▶ **WHAT YOU HAVE TO DO**
Repeat, without any change, the entries presented below.

▶ **INFORMATION GIVEN**
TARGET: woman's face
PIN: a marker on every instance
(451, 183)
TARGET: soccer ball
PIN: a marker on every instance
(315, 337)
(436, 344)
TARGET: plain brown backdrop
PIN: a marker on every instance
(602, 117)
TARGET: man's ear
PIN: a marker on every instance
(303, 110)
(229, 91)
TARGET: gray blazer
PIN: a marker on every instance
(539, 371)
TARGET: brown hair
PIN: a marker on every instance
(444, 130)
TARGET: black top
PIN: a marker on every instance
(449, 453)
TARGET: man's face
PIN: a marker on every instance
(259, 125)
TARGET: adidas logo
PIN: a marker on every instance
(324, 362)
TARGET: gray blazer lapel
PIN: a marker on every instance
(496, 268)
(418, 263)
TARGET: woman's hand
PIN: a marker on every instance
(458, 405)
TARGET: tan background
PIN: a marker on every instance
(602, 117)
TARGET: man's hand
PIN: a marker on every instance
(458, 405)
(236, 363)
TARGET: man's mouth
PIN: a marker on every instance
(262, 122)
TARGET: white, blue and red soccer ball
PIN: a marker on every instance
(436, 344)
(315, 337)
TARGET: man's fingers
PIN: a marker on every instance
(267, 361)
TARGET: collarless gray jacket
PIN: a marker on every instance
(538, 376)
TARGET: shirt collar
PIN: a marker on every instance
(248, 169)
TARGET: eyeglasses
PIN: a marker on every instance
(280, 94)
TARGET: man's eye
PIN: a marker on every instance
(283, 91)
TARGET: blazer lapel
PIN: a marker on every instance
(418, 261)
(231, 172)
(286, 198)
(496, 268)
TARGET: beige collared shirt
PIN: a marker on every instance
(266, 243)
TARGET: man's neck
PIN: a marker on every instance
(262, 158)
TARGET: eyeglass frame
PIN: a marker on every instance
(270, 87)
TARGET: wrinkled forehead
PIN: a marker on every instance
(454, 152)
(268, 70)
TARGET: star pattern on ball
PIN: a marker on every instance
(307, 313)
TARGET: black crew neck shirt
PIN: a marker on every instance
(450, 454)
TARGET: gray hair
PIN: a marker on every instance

▶ **RESPONSE TO THE TASK**
TARGET: woman's face
PIN: a marker on every instance
(451, 183)
TARGET: soccer ball
PIN: a marker on every instance
(315, 337)
(436, 344)
TARGET: plain brown backdrop
PIN: a marker on every instance
(602, 117)
TARGET: man's ear
PIN: a marker on every instance
(303, 110)
(229, 91)
TARGET: gray blazer
PIN: a marker on every instance
(539, 371)
TARGET: brown hair
PIN: a marker on every instance
(444, 130)
TARGET: black top
PIN: a marker on every instance
(449, 453)
TARGET: man's face
PIN: a marker on every instance
(259, 125)
TARGET: adidas logo
PIN: a marker on every instance
(324, 362)
TARGET: gray blazer lapel
PIN: a marker on every instance
(496, 268)
(418, 263)
TARGET: woman's hand
PIN: a marker on every instance
(458, 405)
TARGET: tan background
PIN: a marker on every instance
(602, 117)
TARGET: man's hand
PIN: a marker on every instance
(458, 405)
(236, 363)
TARGET: man's mouth
PIN: a marker on every instance
(262, 122)
TARGET: white, blue and red soccer ball
PIN: a marker on every instance
(436, 344)
(315, 337)
TARGET: man's fingers
PIN: a marker on every instance
(267, 361)
TARGET: collarless gray jacket
PIN: a marker on every instance
(538, 376)
TARGET: shirt collar
PIN: a marker on every instance
(248, 169)
TARGET: eyeglasses
PIN: a marker on every instance
(280, 94)
TARGET: man's eye
PIN: a marker on every instance
(283, 91)
TARGET: blazer lapel
PIN: a marker on every instance
(418, 261)
(231, 172)
(286, 198)
(496, 268)
TARGET: beige collared shirt
PIN: a marker on every instance
(266, 243)
TARGET: man's neck
PIN: a marker on every instance
(262, 158)
TARGET: eyeglass frame
PIN: a marker on every instance
(270, 87)
TARGET: wrinkled forehead
PIN: a marker on every instance
(454, 152)
(268, 70)
TARGET: star pattern on ball
PIN: a marker on every instance
(307, 313)
TARGET: black crew neck shirt
PIN: a marker on every instance
(450, 454)
TARGET: gray hair
PIN: a marker on every instance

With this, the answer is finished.